Source records
══════════
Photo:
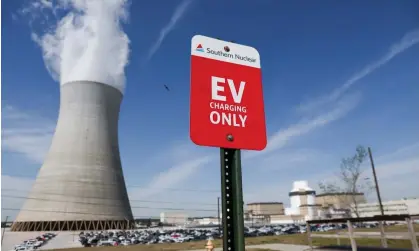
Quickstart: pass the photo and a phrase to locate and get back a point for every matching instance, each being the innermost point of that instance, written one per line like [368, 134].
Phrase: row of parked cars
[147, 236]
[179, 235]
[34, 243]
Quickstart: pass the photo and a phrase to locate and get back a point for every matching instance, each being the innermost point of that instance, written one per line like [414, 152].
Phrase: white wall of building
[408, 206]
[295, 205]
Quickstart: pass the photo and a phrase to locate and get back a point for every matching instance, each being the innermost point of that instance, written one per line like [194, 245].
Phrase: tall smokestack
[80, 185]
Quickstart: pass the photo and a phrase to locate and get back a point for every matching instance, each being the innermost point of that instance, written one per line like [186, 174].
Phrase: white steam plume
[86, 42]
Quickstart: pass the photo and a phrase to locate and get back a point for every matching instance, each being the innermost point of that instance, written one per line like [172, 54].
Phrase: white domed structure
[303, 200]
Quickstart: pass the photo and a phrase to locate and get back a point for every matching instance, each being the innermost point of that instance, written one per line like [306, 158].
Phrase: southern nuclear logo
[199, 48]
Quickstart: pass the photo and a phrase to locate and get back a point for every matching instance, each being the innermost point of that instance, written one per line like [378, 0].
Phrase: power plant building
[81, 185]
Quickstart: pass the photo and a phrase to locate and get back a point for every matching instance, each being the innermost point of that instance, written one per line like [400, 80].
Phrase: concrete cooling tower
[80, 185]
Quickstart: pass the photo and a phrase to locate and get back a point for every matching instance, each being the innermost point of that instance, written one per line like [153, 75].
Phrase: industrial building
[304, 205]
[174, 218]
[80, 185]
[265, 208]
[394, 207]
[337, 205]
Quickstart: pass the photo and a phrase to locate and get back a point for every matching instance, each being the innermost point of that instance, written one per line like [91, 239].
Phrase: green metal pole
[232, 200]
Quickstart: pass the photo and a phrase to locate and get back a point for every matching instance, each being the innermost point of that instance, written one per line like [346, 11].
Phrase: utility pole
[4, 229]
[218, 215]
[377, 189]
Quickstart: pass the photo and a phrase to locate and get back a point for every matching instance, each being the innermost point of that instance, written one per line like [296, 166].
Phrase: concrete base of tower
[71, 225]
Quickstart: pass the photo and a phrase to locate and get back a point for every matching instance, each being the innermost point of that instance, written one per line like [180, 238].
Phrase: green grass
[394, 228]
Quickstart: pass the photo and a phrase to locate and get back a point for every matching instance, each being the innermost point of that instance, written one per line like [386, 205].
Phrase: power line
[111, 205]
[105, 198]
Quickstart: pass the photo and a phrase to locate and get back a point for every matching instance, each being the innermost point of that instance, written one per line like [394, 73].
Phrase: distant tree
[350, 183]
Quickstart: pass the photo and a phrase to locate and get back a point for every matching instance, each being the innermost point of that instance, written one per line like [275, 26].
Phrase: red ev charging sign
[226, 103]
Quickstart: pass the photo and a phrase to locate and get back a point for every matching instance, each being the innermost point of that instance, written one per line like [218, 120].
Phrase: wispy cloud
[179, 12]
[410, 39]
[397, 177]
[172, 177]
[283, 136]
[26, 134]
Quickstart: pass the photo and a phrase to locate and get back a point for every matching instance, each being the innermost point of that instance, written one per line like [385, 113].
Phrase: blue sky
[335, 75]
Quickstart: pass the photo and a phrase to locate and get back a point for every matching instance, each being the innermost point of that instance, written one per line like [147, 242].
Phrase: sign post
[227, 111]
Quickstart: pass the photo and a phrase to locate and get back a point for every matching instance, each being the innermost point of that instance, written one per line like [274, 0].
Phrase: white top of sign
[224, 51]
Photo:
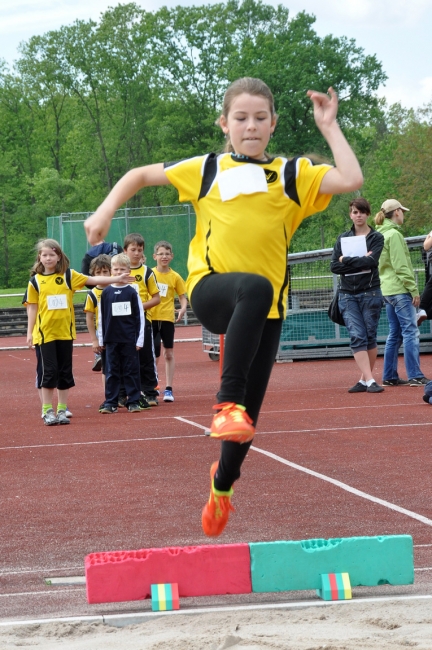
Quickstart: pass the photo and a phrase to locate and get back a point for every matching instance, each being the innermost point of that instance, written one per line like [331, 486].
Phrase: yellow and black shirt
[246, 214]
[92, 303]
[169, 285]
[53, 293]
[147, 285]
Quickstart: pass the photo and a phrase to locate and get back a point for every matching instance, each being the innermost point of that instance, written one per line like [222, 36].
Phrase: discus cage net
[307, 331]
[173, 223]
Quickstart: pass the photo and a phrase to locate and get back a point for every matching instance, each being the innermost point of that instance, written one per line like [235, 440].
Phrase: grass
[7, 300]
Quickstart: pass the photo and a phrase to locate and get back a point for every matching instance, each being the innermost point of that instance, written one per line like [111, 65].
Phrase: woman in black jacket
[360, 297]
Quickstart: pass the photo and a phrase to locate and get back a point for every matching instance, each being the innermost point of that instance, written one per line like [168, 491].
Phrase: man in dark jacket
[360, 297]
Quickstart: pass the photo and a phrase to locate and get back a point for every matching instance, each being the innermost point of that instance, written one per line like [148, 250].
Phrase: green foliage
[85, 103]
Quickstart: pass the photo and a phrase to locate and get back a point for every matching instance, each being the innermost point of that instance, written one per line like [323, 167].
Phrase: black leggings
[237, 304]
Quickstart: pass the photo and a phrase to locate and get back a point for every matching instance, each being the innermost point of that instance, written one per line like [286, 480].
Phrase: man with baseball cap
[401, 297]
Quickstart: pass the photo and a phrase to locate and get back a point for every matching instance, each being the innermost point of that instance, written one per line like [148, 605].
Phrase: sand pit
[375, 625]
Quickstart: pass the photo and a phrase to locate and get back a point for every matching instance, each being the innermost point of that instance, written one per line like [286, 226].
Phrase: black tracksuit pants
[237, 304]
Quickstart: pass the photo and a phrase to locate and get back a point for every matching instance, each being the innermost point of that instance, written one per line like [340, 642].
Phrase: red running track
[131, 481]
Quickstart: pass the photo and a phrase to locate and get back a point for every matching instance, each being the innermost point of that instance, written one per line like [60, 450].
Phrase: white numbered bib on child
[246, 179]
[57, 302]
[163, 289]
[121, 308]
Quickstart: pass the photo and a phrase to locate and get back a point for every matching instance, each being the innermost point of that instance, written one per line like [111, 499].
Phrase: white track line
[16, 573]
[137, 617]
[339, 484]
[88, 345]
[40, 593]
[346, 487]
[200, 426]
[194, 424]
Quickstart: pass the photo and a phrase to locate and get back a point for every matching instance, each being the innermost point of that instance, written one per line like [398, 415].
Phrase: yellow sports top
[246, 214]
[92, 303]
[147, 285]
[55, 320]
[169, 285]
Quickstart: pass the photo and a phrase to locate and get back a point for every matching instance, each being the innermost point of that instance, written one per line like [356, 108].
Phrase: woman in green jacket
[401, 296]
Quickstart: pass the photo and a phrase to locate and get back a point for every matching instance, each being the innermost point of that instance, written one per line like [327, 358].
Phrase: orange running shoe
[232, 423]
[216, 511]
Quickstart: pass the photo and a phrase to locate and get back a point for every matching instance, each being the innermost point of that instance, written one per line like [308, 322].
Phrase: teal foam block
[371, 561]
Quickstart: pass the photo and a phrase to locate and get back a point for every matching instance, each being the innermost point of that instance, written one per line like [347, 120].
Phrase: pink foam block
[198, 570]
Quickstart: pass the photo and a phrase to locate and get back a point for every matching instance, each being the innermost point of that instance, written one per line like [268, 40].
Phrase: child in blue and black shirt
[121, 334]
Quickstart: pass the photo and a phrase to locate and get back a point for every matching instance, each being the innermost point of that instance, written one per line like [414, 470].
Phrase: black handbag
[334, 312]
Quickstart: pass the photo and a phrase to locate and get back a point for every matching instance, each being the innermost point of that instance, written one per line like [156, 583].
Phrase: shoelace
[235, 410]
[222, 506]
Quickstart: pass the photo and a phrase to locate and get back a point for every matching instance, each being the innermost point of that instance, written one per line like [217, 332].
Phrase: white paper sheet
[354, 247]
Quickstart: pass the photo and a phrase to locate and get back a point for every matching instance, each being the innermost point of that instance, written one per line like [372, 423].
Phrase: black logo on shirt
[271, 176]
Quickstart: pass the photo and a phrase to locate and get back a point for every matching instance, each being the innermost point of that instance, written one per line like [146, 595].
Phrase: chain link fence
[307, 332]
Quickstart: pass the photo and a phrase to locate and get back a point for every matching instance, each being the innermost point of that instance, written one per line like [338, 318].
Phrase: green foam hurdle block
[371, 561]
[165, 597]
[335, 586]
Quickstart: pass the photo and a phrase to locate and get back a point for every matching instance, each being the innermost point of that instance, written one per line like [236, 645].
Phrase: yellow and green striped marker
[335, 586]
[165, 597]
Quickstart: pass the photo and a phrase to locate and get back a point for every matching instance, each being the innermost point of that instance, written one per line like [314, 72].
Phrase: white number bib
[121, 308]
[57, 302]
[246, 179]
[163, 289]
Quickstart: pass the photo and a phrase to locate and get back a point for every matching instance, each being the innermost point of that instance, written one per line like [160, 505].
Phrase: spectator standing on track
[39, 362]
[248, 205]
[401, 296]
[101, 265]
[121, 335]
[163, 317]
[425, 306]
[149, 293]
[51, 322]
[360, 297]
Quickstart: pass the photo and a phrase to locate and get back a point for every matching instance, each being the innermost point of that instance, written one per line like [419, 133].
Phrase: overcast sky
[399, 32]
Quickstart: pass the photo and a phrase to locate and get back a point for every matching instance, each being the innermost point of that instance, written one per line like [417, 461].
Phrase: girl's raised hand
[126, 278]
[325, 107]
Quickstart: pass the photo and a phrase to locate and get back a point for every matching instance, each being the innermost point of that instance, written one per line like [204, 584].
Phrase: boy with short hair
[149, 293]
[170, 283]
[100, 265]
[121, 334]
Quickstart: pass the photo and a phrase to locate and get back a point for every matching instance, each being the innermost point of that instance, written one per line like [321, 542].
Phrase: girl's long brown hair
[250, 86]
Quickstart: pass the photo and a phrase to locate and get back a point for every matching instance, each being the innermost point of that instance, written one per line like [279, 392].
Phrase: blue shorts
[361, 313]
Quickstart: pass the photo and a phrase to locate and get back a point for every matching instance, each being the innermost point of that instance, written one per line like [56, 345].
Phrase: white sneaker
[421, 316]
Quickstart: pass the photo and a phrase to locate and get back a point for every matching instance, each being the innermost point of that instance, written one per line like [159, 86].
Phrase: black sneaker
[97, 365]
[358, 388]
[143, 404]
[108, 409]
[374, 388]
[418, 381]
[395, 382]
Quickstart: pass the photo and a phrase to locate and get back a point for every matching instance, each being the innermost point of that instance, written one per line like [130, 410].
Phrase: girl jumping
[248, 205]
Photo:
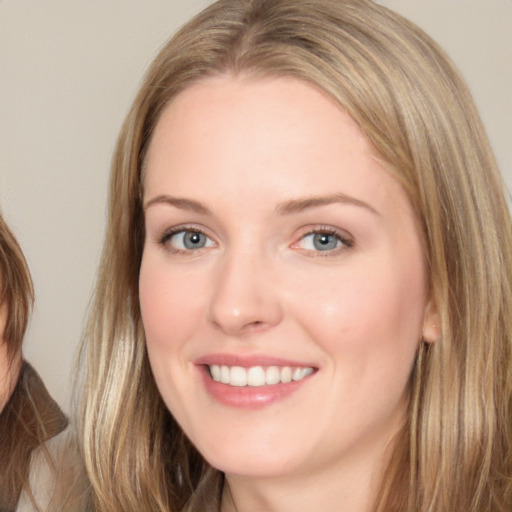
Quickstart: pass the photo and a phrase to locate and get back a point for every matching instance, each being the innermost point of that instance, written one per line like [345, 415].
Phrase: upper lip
══════════
▶ **Goal of the exercise**: When you reach the line with "Phrase: power line" in the records above, start writing out lines exactly, and stop once the line with "like [218, 120]." has been written; include nothing else.

▶ **Task response**:
Phrase: power line
[111, 205]
[105, 198]
Quickstart: pass the photo and a phrase to locate and get back a point for every matching instance, each being the innermost point of that instance, written one per line like [394, 73].
Phrase: distant tree
[350, 183]
Quickstart: pass the photo and a phrase to locate and get back a point for every matching instance, each being the innermost point of that instance, written one per line like [275, 26].
Phrase: red ev charging sign
[226, 103]
Quickstart: pass the photo and a phrase to locate and get back a point for every matching instance, each being the innermost point of that instance, written one per line like [218, 120].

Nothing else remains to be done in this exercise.